# What to work on:
Rewrite the records below with every "Observed" changed to "Located" and nothing else altered. Leave out the pictures.
++++
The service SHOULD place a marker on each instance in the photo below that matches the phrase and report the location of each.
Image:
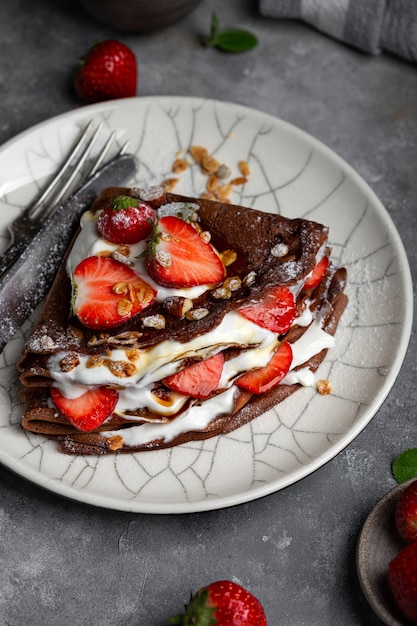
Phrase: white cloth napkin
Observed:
(369, 25)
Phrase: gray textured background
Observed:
(66, 563)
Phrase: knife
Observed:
(29, 279)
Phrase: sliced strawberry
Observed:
(108, 292)
(126, 220)
(179, 257)
(317, 274)
(88, 411)
(276, 311)
(198, 380)
(263, 379)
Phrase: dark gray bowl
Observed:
(139, 15)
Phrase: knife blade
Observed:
(28, 280)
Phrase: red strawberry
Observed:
(222, 603)
(406, 513)
(179, 257)
(317, 274)
(198, 380)
(126, 220)
(88, 411)
(263, 379)
(402, 578)
(108, 292)
(276, 311)
(108, 71)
++++
# Response to this exercise:
The service SHOULD place a marker on each instance in the photo below that matches the phrase and report the location of each.
Image:
Phrase: white cloth napkin
Located:
(369, 25)
Phrase: gray textured background
Located:
(66, 563)
Phrase: knife
Located:
(29, 279)
Phrase: sliced strawberry
Located:
(108, 292)
(126, 220)
(179, 257)
(317, 274)
(88, 411)
(276, 311)
(198, 380)
(263, 379)
Phrase: dark gray bowl
Located:
(139, 15)
Phrase: knife blade
Located:
(28, 280)
Phrase: red strawberry
Located:
(222, 603)
(406, 513)
(179, 257)
(317, 274)
(198, 380)
(126, 220)
(88, 411)
(263, 379)
(402, 578)
(108, 292)
(276, 311)
(108, 71)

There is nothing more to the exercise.